▸ DOCUMENT EXTRACT
- - -

# Royal Yacht HMY Britannia



## KevinR (Jan 5, 2006)

Fellow modellers may be interested in my 1:100 scale model of Britannia. It is entirely scratch-built from a crude set of drawings, and many photographs - some of which were kindly supplied by the then Commander of the ship after I wrote to him asking if he could help.
I still have the model, which has pride of place in my living-room! 
Absolutely everything on the model is hand-made (I hate the term "scratch-built!) Handrail stanchions and props. were made as described in my other thread, and the whole model is up to exhibition standard (I reckon!)
Actually, I entered this model in the International Model EngineerExhibition in London in 1995 and managed to get the Bronze Medal.


----------



## sydney heads (Oct 10, 2007)

Excellent piece of work Kevin! You have every right to be proud.
Have thought about this as a future project myself- but have two to build first!
Cheers John


----------



## gillpiow (Aug 25, 2005)

What a superb model of a beautiful very much missed ship.I never cease to be amazed at the talent there is around.Well done.
Gill


----------



## doalittle (Jun 9, 2010)

- - -

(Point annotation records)

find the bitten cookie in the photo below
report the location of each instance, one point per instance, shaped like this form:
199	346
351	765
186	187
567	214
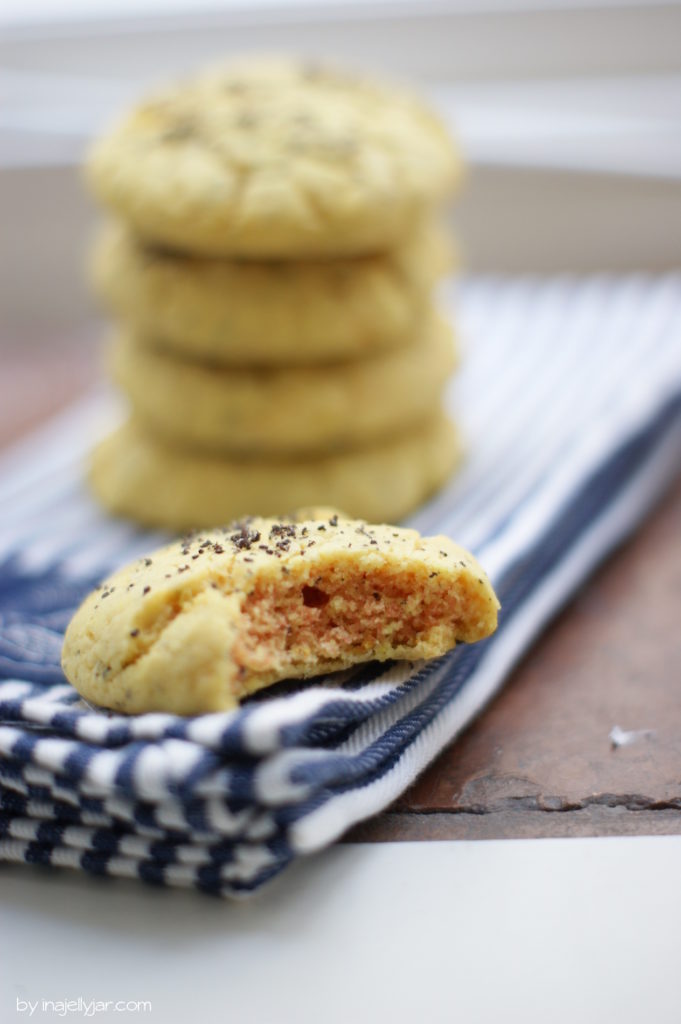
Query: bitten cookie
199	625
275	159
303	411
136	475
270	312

- - -

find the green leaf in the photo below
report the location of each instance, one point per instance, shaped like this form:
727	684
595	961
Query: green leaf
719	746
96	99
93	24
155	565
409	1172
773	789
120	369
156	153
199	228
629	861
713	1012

- - -

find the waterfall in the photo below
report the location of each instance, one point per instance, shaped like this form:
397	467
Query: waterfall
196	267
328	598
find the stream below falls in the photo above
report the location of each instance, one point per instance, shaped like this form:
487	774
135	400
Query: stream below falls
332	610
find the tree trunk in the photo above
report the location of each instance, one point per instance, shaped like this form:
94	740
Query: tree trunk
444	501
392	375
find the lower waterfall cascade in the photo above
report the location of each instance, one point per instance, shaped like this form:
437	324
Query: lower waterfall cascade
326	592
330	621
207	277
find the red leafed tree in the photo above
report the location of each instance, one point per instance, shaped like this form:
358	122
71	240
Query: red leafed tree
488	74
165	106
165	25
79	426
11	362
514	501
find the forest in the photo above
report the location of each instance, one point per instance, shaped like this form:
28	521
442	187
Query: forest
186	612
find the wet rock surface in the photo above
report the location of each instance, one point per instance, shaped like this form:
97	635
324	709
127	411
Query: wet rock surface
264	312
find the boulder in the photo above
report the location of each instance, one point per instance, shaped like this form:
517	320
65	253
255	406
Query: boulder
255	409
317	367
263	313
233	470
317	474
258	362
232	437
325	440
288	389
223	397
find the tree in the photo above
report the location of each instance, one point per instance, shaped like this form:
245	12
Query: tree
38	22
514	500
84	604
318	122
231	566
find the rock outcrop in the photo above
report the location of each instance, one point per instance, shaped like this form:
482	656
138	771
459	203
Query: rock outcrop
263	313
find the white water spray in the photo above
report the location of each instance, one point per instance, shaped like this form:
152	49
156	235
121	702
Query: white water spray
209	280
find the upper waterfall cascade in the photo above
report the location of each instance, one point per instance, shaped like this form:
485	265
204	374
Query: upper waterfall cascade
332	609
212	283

- - -

▸ PROBLEM REQUIREMENTS
Write the next part of the forum thread about the HMY Britannia model, continuing from its final line.

▸ REPLY TO THE EXERCISE
Kevin R

What a good job you have done. I am just starting my very own Deans Marine 1.96 scale HMY Britannia, so if you can be of any help to me please let me know, especially the angle and positions of the propshafts.

Looking forward to hearing from you.

Regards

Mike M [doalittle]


----------



## william dillon (Jun 9, 2005)

Not a patch on my "Airfix" model........LOL, looks so real, very well done mate.


----------



## heward3 (Apr 6, 2010)

Forget the bronze, should have got Gold for an excellent job as that one. Well done. 

Steve Heward.


----------



## jerome morris (May 27, 2008)

Kevin, A very well done Britannia! You should be very proud of that sort of accomplishment. Building from photos can be very intimidating.


----------



## tugboat (Nov 23, 2006)

Beautiful job, Kevin, and a standard to aim to emulate. Well done.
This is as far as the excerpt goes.